Opdrachten:
1) Herhaal letterlijk een deel van de leestekst over innerlijke bevrijding: begin bij de woorden "Sindsdien focus ik" en stop na "Welke draad?".
2) Welke draad is de spreker volgens de leestekst over innerlijke bevrijding kwijt?
3) Zet alsjeblieft de leestekst over innerlijke bevrijding voort, te beginnen na de laatste zin.

Leestekst:
- - - - -

Daar ben ik mee opgehouden, toen ik
inzag dat mijn gevecht tegen onrecht
op de lange duur niet zou leiden tot
de bevrijding van mens en dier waar
ik zo naar verlangde. Ik dacht dat ik
meer voor de wereld kon doen als ik
mijn eigen innerlijke bevrijding nastreefde.
Sindsdien focus ik me daarop, maar soms
heb ik het gevoel dat ik daarmee de
wereld in de steek laat, alsof ik me
ervan heb teruggetrokken, in plaats
van dat ik voor haar welzijn ijver middels
mijn eigen ontwikkeling. Ik weet nu
niet meer wat ik moet doen. Ik ben de
draad kwijt. |
Welke draad?
Wat was dat voor draad? |
De richting
waarin ik moet gaan om ervoor te zorgen
dat mens en dier in vrede en vrijheid
kunnen leven. |
Moet jij
daar dan voor zorgen? |
…. |
Wat een hoogmoed,
wat een grootheidswaan. |
Wat is jouw
doel in het leven? |
O Jezus.

- - - - -

Datasetrecords:
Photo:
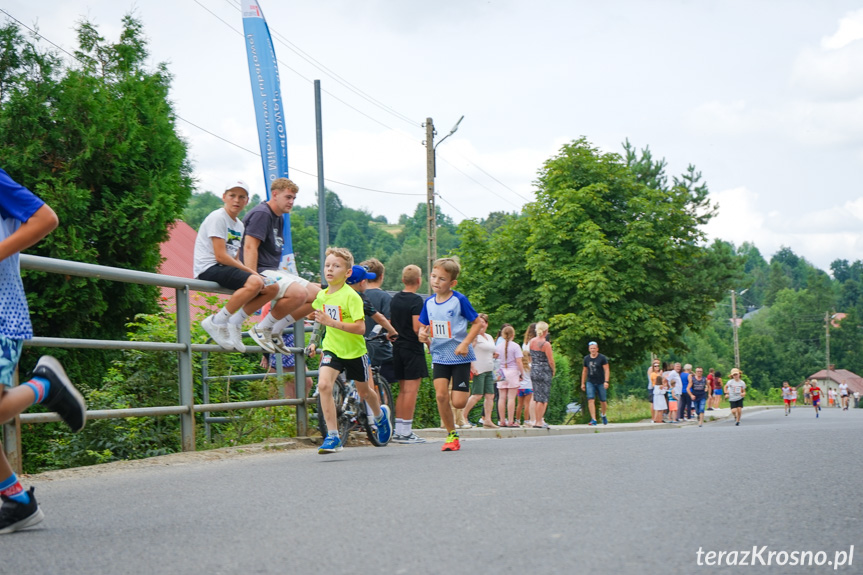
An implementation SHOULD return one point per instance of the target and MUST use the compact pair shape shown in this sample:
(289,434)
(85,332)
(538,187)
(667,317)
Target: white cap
(237,184)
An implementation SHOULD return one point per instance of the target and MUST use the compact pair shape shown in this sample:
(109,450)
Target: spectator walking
(594,381)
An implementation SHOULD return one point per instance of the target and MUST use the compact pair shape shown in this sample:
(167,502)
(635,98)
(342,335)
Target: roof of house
(854,381)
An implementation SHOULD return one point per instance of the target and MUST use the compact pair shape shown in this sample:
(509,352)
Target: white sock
(268,322)
(281,324)
(221,317)
(239,317)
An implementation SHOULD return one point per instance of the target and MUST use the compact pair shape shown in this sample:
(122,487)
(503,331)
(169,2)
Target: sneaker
(408,439)
(331,444)
(279,345)
(15,516)
(219,333)
(62,398)
(263,337)
(235,334)
(385,428)
(452,442)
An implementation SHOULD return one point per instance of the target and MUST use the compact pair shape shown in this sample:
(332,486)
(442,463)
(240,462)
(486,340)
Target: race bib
(441,330)
(334,311)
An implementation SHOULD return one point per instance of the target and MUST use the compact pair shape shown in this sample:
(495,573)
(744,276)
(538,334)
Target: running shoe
(62,398)
(408,439)
(331,444)
(385,428)
(235,333)
(15,516)
(219,333)
(263,337)
(452,442)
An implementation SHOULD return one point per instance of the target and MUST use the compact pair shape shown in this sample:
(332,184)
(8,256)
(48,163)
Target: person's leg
(326,379)
(443,402)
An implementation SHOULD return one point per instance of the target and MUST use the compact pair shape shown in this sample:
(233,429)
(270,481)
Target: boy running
(445,319)
(340,309)
(216,259)
(24,220)
(815,395)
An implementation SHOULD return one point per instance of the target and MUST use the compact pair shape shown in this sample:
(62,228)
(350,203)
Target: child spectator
(510,356)
(445,318)
(340,310)
(24,220)
(216,249)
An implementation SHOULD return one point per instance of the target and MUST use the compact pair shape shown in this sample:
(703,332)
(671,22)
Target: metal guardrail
(184,347)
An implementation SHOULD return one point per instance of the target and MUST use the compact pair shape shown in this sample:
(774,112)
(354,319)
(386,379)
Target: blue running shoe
(385,427)
(330,445)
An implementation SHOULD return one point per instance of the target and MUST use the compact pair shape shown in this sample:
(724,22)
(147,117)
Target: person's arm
(221,252)
(250,251)
(462,348)
(40,224)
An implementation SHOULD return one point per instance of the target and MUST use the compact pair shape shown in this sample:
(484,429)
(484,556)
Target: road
(635,502)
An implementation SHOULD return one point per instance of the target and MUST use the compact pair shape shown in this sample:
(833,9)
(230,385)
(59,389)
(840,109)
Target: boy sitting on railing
(216,249)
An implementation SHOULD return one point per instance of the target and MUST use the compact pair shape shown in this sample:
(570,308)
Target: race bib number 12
(441,330)
(334,311)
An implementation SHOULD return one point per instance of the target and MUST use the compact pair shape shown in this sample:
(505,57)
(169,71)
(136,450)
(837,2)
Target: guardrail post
(187,392)
(12,438)
(300,378)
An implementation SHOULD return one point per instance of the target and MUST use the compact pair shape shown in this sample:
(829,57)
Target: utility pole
(734,328)
(431,212)
(827,327)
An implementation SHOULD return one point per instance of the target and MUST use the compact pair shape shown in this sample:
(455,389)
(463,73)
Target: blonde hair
(541,328)
(530,332)
(280,184)
(343,253)
(508,334)
(449,265)
(375,266)
(411,274)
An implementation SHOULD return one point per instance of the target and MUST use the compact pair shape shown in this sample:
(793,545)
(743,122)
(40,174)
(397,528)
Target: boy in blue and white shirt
(449,326)
(24,220)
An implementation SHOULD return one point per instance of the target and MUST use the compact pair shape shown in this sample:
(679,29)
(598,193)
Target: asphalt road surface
(635,502)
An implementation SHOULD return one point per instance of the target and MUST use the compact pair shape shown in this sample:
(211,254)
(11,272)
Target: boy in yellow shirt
(340,309)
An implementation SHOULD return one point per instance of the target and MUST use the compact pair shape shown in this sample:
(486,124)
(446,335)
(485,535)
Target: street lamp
(431,172)
(734,325)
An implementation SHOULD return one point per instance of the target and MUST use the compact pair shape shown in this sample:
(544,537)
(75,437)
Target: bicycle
(351,411)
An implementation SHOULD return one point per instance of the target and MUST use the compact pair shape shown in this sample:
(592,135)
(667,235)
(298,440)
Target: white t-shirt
(483,347)
(217,225)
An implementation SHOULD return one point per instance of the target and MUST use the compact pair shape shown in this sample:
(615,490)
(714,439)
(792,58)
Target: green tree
(98,142)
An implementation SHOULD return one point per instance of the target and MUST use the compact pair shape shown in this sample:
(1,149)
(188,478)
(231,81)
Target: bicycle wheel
(386,396)
(338,399)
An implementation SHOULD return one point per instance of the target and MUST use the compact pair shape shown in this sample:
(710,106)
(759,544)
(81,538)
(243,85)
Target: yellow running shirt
(344,305)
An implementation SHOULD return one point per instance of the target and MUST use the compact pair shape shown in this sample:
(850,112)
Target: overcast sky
(764,98)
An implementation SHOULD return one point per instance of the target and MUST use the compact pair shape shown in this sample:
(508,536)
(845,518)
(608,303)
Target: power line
(257,154)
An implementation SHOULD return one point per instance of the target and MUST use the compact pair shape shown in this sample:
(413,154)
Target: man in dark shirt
(409,358)
(380,351)
(594,380)
(261,250)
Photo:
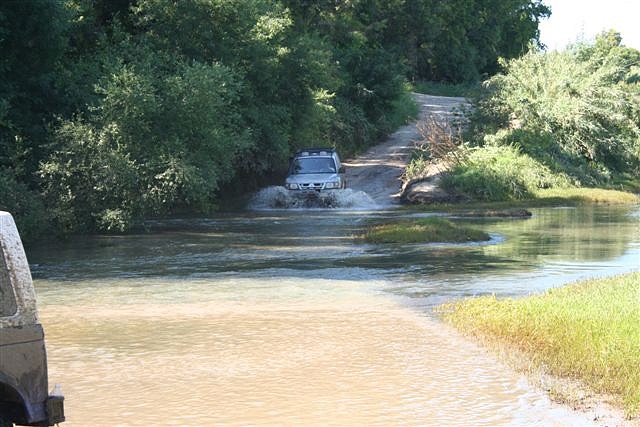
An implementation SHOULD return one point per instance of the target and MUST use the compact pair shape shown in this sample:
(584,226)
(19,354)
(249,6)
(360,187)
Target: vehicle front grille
(312,186)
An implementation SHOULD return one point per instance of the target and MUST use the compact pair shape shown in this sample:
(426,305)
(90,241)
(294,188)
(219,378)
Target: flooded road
(282,317)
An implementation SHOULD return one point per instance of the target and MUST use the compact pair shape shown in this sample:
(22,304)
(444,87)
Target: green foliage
(113,110)
(466,90)
(24,204)
(576,111)
(496,173)
(589,330)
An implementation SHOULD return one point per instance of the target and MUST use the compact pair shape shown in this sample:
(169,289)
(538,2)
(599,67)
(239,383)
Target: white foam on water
(277,197)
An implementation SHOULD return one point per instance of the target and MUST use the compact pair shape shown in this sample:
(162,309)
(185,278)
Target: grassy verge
(446,89)
(423,230)
(545,198)
(588,331)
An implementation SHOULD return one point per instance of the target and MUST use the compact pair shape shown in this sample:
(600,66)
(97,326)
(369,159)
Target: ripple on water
(277,197)
(356,359)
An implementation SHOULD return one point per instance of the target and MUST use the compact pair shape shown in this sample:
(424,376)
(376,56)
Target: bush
(574,111)
(496,173)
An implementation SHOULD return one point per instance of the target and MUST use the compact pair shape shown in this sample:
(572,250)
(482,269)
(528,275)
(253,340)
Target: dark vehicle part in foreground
(24,397)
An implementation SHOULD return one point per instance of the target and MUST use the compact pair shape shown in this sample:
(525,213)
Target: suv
(24,399)
(315,169)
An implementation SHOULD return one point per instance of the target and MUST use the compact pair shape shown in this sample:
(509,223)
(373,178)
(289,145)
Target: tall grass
(466,90)
(588,331)
(423,230)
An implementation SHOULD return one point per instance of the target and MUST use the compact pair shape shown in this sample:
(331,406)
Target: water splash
(277,197)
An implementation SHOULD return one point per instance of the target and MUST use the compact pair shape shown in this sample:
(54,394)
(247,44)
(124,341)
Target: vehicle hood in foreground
(303,178)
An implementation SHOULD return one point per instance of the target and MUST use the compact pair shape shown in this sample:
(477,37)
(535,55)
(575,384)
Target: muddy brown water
(282,318)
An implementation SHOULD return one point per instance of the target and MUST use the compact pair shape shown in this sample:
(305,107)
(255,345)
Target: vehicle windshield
(303,165)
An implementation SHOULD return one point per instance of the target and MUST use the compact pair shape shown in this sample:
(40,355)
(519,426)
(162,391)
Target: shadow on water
(323,243)
(285,317)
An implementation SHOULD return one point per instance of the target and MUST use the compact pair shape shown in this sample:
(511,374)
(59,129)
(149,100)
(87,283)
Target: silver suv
(24,399)
(315,169)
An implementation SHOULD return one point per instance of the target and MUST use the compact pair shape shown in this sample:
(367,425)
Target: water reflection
(286,318)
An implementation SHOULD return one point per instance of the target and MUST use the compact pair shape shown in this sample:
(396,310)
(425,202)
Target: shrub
(495,173)
(574,111)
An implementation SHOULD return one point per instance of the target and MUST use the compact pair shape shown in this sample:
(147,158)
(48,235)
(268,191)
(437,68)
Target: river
(283,317)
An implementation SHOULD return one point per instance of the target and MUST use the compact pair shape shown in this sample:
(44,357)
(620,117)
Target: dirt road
(377,172)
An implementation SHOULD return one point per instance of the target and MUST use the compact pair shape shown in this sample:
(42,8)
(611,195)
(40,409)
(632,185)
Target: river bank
(585,334)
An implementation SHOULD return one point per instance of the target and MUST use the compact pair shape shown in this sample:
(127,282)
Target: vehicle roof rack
(316,151)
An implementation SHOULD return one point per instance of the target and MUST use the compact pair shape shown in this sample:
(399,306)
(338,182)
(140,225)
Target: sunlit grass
(446,89)
(588,331)
(546,198)
(423,230)
(587,195)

- - - - -

Eindresultaten:
1)
Sindsdien focus ik me daarop, maar soms
heb ik het gevoel dat ik daarmee de
wereld in de steek laat, alsof ik me
ervan heb teruggetrokken, in plaats
van dat ik voor haar welzijn ijver middels
mijn eigen ontwikkeling. Ik weet nu
niet meer wat ik moet doen. Ik ben de
draad kwijt. |
Welke draad?

2) De richting waarin de spreker moet gaan om ervoor te zorgen dat mens en dier in vrede en vrijheid kunnen leven.

3)
Vroeger wilde ik…. |
Maar ik vraag
het je nu. Wat is nu je doel? |
Om te beginnen
het loslaten van concepten, doelen,
ideeën, alles loslaten wat me aan
deze werkelijkheid bindt. Ik wil vrij
zijn. |
Kun je nog
concreter zijn? |
Ik wil vrij
zijn. |
Wat betekent
dat? |
…. |
Is dit alles
trouwens nog interessant in het licht
van vegetarisme en zo? |
Ik wil bijvoorbeeld
vrij zijn van dat eeuwige negatieve
gewauwel van mijn brein. Dat ratelt
maar door, oordeel na oordeel, ongevraagd
advies na ongevraagd advies. Ik word
er tureluurs van. Soms lijk ik wel zijn
slaaf, in plaats van dat hij mijn werktuig
is! |
Breinen hebben
de neiging hard te gaan toeteren als
ze het idee hebben dat er niet naar
ze geluisterd wordt, als ze niet op
hun merites worden gewaardeerd. |
Wat kunnen
in godsnaam dan hun merites zijn?! |
Een brein
is er om waar te nemen, om getuigenis
af te leggen, om helder te maken, te
differentiëren, te benoemen. Als
je hem uitnodigt die taak te verrichten
is hij zeer, zeer scherp en waardevol. |
Maar hij
is er toch niet om mij de les te lezen? |
Zeker niet.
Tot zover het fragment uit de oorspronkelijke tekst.